Андрей Колесников: - Во-первых, срабатывает фактор Крыма: Крым в обмен на свободы. Во-вторых, все-таки мы все ждем каких-то протестов. Во-первых, не та стадия кризиса, чтобы начались протесты, во-вторых, люди ждут подаяний от государства, которое персонифицировано брендом "Путин", если станет совсем плохо. То есть пока надо не протестовать против Путина и видеть в нем зло, а наоборот, видеть в нем руку дающую, поддерживающую. Эта схема тоже, думаю, может работать довольно долго. Потом, как ни крути, есть эффект осажденной крепости. Все-таки успешно создали образы внутреннего и внешнего врага, все-таки воспитали в жителях осажденной крепости стокгольмский синдром: мы поддерживаем того, кто нас держит в этом пространстве, куда нам деваться? Большинству деваться действительно некуда, нужно как-то консолидироваться вокруг начальника.
Сергей Медведев: - Это саморазвивающаяся система? Я смотрю на нее: в ней же заложен бесконечный ресурс - чем больше будут давить на Россию, тем больше народ будет сплачиваться. Новые санкции? Мы и от колбасы откажемся, и паспорта, как у Сорокина, на Манежной площади сожжем.
Андрей Колесников: - Безусловно, саморазвивающаяся.
Сергей Медведев: - И где же пределы?
Андрей Колесников: - Пределы находятся там, где станет совсем плохо, как ни банально это звучит, но предел все равно есть, он где-то наступает. На самом деле можно вернуться к началу 1990-х: вроде как не было идеологии, хотя была какая-то либеральная идеология вместо коммунистической, но на самом деле эта идеология выражалась в прагматизации жизни, в том, чтобы нормально зарабатывать, нормально жить, восстановиться после кризиса, получить нормальную рыночную экономику. Многим это не нравилось, но, в принципе, это была базовая идея - можно назвать ее строительством капитализма. Потом пришел Путин - восстановительный рост, основы рыночной экономики построены, расширение среднего класса, высокая сырьевая конъюнктура, поэтому он тогда говорил о конкурентоспособности - это была реализуемая задача, реализуемая национальная идея. Весь его круг держал при себе этот патриархальный православный чекизм и все остальное. Это не было государственной идеологией, это было идеологией круга, каждый мог заниматься чем угодно. У Путина это сидело тоже в спящем виде, как у существенной части народа. Потом, когда с конкурентоспособностью не получилось, произошла осечка с модернизацией… По разным причинам с досадой смотрели на медведевский период. Тогда произошел процесс замещения - духовные скрепы вместо конкурентоспособности - можно назвать это так.
Сергей Медведев: - То есть вы считаете, что шел какой-то перебор различных вариантов, и по мере отпадения альтернатив развития России страна по умолчанию остановилась на этой крымско-имперской?

Блок данных
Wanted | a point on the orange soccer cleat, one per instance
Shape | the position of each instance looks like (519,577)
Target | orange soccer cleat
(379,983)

Цель задания
Опираясь на источник, объясните, почему, по словам Андрея Колесникова, Путин в тот период говорил о конкурентоспособности. Ответ дайте в одном–трех предложениях. Листинг взят из другого источника.

Ответ к заданию
По словам Колесникова, в тот период шел восстановительный рост, основы рыночной экономики были построены, средний класс расширялся, а сырьевая конъюнктура была высокой. Поэтому конкурентоспособность была реализуемой задачей, то есть реализуемой национальной идеей.